----- Text for analysis -----
ABSTRACT

Three female creatures of frightening aspect, daughters of Phorcys and Ceto, both denizens of the sea. Their names were Stheno (‘strength’), Euryale (‘wide-leaping’), and Medusa (‘ruler’ or ‘queen’). They lived in the far west by the shore of Ocean’s stream. Their sisters were the Graiae and, according to some versions, Echidna. With the exception of Medusa, who was slain by Perseus, they were immortal. Poseidon was Medusa’s lover, having taken her in a temple consecrated to Athena, and she was pregnant by him when Perseus killed her. Either the drops of her blood or her decapitated corpse gave birth to Chrysaor and Pegasus. (The mythologist Apollodorus adds a story that Asclepius got hold of Medusa’s blood, which, being the god of healing, he used on his patients. One vein produced blood which had the power to revive dead bodies, but the blood coming from the other was lethal.)

Traditions vary about the appearance of the Gorgons. On the one hand they are sometimes described as beautiful, and it was said that Athena gave Perseus the power to kill Medusa (see Perseus) because she had boasted of excelling the goddess in beauty. Ancient art, on the other hand, depicts them with hideous round faces, serpentine hair, boar’s tusks, terrible grins, snub noses, beards, lolling tongues, staring eyes, brazen hands, a striding gait, and sometimes the hindquarters of a mare. It was said that a glimpse of these creatures, or at any rate of Medusa, would turn a man to stone.
----- The data -----
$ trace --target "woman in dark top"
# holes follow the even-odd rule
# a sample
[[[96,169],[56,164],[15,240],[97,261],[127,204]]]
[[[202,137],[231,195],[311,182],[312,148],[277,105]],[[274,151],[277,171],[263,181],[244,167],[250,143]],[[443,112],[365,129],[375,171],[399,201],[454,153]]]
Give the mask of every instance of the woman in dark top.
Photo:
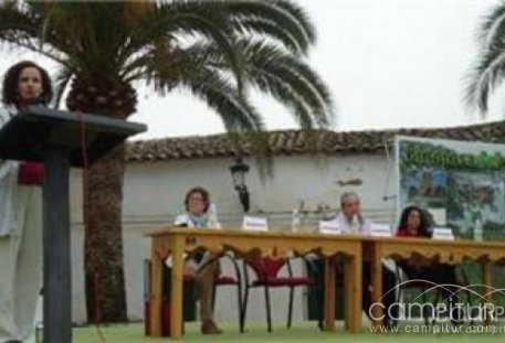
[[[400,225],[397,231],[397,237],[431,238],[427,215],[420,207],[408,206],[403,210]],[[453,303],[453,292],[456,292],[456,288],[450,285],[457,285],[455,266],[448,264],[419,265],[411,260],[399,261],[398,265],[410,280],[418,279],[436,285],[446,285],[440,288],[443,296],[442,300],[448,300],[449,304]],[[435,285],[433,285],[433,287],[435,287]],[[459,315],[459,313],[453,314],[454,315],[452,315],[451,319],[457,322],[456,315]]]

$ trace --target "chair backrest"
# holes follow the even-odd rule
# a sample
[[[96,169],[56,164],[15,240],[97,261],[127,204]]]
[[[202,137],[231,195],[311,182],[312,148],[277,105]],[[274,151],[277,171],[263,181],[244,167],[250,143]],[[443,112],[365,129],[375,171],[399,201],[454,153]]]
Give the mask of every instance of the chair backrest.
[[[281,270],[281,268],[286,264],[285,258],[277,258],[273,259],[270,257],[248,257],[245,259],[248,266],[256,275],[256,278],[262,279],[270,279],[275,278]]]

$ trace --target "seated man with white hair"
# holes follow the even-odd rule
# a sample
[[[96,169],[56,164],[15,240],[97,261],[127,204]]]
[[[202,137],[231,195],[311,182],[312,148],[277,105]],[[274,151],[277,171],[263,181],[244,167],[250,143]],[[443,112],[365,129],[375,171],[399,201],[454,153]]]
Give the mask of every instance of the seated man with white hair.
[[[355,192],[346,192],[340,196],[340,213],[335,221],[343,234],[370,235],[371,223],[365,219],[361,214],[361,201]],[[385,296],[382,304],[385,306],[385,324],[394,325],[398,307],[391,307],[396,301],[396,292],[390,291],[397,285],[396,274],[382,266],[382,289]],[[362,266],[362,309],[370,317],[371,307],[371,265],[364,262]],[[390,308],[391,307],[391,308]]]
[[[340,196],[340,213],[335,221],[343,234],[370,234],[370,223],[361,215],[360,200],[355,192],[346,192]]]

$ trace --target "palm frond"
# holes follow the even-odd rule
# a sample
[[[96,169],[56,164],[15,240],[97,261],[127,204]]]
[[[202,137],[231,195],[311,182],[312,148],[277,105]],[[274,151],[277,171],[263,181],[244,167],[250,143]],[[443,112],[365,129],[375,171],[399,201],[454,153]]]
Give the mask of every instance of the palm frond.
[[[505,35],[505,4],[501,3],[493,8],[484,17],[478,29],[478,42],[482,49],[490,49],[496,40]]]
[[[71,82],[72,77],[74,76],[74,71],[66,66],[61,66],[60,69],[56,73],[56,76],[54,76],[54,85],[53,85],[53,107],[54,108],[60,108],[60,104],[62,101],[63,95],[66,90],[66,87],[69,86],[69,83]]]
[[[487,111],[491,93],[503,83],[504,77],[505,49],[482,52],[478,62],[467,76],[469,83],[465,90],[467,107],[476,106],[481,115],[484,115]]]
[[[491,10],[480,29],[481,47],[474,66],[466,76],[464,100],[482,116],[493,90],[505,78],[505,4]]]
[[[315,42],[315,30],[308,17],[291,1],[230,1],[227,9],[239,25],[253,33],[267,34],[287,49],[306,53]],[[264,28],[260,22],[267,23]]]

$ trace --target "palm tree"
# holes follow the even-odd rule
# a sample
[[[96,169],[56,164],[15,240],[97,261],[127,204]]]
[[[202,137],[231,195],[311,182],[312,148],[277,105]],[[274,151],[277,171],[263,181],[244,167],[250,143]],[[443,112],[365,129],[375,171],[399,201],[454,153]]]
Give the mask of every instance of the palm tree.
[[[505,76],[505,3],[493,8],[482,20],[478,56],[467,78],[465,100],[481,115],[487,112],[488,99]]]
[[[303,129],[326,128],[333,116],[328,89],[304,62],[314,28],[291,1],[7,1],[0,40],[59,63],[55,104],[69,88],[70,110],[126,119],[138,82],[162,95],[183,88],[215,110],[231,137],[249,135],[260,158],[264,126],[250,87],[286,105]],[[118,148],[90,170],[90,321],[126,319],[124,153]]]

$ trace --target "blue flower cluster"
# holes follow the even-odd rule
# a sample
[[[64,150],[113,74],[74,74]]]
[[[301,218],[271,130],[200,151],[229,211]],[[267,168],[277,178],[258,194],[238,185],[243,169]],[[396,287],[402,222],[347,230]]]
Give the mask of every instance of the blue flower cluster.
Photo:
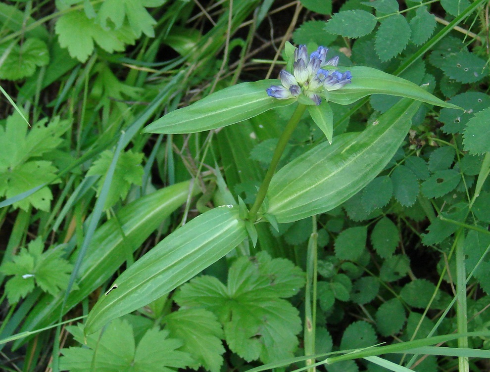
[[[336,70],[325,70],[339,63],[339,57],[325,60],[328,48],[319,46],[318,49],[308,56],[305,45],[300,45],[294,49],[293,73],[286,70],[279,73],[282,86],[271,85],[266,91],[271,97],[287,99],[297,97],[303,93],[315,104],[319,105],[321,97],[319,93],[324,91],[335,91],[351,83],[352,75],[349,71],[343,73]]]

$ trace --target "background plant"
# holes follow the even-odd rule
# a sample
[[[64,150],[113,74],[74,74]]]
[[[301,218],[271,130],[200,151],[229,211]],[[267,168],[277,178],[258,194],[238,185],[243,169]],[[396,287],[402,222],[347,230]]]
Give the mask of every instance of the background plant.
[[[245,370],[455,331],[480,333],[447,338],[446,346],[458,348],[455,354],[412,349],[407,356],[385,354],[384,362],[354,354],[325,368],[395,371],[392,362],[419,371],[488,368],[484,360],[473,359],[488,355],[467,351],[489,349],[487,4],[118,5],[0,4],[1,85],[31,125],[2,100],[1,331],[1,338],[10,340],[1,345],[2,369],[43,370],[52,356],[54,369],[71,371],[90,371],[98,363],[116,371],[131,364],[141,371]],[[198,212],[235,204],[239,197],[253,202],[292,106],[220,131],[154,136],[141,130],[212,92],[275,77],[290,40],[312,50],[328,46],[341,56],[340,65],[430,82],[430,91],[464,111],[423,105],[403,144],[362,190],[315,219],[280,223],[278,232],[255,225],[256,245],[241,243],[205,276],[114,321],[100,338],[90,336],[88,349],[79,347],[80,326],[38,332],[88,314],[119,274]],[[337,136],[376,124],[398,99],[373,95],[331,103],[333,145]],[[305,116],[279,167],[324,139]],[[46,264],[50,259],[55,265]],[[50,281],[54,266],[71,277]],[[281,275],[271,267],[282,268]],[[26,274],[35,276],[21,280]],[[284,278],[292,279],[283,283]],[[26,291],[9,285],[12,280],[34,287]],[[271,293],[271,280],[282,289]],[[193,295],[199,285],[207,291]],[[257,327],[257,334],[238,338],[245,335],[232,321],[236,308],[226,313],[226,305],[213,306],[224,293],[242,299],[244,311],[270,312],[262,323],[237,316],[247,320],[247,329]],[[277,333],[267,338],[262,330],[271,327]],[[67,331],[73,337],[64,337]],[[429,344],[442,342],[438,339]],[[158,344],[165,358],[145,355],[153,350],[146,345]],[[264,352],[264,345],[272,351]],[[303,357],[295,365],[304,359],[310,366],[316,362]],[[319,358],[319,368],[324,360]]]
-----
----- The data -----
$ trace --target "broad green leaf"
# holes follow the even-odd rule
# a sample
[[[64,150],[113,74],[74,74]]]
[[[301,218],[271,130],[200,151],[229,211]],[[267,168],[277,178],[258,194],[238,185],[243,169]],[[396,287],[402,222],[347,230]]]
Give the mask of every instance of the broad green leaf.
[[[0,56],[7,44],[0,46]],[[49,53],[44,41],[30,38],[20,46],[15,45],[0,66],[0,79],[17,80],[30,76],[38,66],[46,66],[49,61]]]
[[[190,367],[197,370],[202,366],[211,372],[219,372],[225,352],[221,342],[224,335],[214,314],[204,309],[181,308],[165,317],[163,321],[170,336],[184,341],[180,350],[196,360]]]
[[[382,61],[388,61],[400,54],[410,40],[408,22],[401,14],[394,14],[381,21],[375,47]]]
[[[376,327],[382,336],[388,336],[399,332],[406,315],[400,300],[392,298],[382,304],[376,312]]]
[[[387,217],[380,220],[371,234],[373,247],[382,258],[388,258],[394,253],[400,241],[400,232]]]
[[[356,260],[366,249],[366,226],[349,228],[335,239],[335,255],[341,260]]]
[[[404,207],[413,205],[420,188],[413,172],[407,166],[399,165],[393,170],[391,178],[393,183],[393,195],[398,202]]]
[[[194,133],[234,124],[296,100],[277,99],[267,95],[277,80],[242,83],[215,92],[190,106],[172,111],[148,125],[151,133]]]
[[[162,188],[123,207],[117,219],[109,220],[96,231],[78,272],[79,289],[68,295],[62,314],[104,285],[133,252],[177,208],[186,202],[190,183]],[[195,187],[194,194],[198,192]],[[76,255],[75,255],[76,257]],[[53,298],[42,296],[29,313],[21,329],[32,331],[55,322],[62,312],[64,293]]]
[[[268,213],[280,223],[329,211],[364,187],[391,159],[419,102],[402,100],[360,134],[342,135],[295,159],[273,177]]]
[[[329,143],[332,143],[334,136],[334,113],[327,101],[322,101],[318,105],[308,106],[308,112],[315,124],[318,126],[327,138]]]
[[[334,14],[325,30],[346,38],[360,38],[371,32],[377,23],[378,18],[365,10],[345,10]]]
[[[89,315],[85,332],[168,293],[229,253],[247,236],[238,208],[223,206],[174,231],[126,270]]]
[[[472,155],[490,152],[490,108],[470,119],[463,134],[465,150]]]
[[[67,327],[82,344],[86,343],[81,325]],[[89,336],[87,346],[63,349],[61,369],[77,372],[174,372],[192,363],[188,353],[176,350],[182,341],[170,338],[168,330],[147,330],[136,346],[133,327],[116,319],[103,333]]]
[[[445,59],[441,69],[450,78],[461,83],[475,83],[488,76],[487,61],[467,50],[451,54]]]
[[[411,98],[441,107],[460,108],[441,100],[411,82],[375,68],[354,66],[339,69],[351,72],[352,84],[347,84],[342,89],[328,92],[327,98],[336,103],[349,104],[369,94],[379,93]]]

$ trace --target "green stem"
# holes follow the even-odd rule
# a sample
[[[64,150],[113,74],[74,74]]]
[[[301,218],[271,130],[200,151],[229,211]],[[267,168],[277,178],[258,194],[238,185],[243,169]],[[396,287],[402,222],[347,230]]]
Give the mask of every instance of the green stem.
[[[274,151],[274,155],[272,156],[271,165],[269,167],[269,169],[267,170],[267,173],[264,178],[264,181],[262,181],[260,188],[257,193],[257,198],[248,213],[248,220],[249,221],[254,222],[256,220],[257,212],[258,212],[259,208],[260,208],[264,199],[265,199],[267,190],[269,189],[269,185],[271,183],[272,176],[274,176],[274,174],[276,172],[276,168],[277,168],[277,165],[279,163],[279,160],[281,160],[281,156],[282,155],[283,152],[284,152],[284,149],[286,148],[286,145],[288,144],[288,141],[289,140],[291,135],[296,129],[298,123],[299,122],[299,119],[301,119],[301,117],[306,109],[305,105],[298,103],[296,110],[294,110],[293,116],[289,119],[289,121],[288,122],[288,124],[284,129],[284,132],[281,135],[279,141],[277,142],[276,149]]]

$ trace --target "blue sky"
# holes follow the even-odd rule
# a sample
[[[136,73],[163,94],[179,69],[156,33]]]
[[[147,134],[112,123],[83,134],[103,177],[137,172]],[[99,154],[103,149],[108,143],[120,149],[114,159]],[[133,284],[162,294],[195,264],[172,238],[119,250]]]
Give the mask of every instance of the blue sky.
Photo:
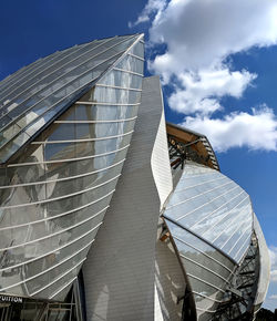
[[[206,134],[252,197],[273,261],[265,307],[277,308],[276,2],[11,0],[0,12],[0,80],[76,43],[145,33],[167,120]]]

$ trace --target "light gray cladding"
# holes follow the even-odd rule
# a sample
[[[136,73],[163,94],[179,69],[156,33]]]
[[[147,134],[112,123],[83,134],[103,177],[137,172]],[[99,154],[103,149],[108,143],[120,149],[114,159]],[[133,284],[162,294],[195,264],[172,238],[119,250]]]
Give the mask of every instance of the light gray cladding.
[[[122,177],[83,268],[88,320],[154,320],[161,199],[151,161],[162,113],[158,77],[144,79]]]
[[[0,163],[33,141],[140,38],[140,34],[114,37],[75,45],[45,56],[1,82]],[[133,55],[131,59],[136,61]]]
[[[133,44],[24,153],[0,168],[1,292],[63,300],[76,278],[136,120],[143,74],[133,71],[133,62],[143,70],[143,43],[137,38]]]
-----
Apply what you read>
• 1. From the Gorgons text, return the passage from "Three female creatures" to "other was lethal.)", copied word for word.
• 2. Translate this sentence from the Gorgons text into Spanish: "They lived in the far west by the shore of Ocean’s stream."
• 3. List the names of the three Gorgons given in the Gorgons text.

Numbered answers>
• 1.
Three female creatures of frightening aspect, daughters of Phorcys and Ceto, both denizens of the sea. Their names were Stheno (‘strength’), Euryale (‘wide-leaping’), and Medusa (‘ruler’ or ‘queen’). They lived in the far west by the shore of Ocean’s stream. Their sisters were the Graiae and, according to some versions, Echidna. With the exception of Medusa, who was slain by Perseus, they were immortal. Poseidon was Medusa’s lover, having taken her in a temple consecrated to Athena, and she was pregnant by him when Perseus killed her. Either the drops of her blood or her decapitated corpse gave birth to Chrysaor and Pegasus. (The mythologist Apollodorus adds a story that Asclepius got hold of Medusa’s blood, which, being the god of healing, he used on his patients. One vein produced blood which had the power to revive dead bodies, but the blood coming from the other was lethal.)

• 2. Vivían en el extremo occidente, a orillas de la corriente de Océano.

• 3. Stheno, Euryale, Medusa